:: Exercise brief ::
Transcribe the records below exactly.

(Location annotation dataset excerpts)
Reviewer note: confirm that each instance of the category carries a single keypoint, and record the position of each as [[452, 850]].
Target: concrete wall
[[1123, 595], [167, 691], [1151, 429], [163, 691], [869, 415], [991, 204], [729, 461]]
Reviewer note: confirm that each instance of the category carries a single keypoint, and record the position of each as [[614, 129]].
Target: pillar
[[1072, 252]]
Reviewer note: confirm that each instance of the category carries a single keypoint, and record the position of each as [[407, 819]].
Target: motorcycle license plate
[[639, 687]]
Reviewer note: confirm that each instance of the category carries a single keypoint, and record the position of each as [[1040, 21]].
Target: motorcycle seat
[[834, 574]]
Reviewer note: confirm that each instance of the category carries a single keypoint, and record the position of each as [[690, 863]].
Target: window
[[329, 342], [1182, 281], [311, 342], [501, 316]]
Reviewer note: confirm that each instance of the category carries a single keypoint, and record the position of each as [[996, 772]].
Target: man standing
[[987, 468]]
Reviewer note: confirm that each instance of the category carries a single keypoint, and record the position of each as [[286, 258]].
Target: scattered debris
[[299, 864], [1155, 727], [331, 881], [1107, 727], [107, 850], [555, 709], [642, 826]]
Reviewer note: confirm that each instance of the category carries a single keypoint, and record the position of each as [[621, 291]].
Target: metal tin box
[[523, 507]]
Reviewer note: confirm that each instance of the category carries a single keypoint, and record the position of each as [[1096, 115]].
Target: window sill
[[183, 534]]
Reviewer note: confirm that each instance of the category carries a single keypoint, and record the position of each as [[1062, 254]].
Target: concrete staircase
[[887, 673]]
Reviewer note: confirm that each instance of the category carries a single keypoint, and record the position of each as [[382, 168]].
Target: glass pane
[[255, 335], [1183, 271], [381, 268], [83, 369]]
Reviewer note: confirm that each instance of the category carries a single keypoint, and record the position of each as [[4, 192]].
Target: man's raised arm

:: Output of the exercise ::
Reviewer note: confirm that each instance of the category carries a single keypoint, and record the position of each as [[452, 850]].
Target: concrete wall
[[1123, 595], [167, 691], [1151, 429], [163, 691], [869, 415], [991, 204], [729, 461]]
Reviewer note: confirm that each instance of the category carries a single keypoint, and record the position of each as [[614, 129]].
Target: pillar
[[1072, 252]]
Reviewer note: confirm that each instance of the category carries a single keypoint, and record the position of each as [[407, 819]].
Target: motorcycle license plate
[[639, 687]]
Reviewer note: confirm that each instance of the category carries a single keypoint, and record the position of each as [[1040, 21]].
Target: motorcycle seat
[[834, 574]]
Reviewer note: confirm that each instance of the category carries a single keypoint, and record the position of each as [[690, 863]].
Target: window
[[329, 342], [1182, 281], [311, 342], [501, 316]]
Reviewer note: confirm that each instance of the category carries a single keypoint, and record the position of each as [[996, 772]].
Target: man standing
[[987, 468]]
Reviewer note: confirm that each instance of the category carries a single keypoint, and record the position of each as [[286, 258]].
Target: scattered debris
[[299, 864], [1155, 727], [331, 881], [1107, 727], [107, 850], [555, 709], [642, 826]]
Reviewer note: confirm that each instance of the category carries a single keypoint, and record the position of each as [[621, 291]].
Target: metal tin box
[[523, 507]]
Reviewer note: confirm that each instance of the category carries a single keypoint, and record the position of each as [[1096, 115]].
Target: window sill
[[183, 534]]
Reviewer note: confirm that each instance of the category carries a single keypoint, and record the position of each as [[1062, 254]].
Target: concrete staircase
[[887, 673]]
Reviewer note: confirm that each instance of the category carries a single keypoint, and record the position of each as [[382, 168]].
Target: glass pane
[[255, 335], [1183, 271], [381, 268], [83, 369]]
Reviewer note: confirm that each instance of the category carries a single keypoint, and record the position of each as [[4, 192]].
Target: man's raised arm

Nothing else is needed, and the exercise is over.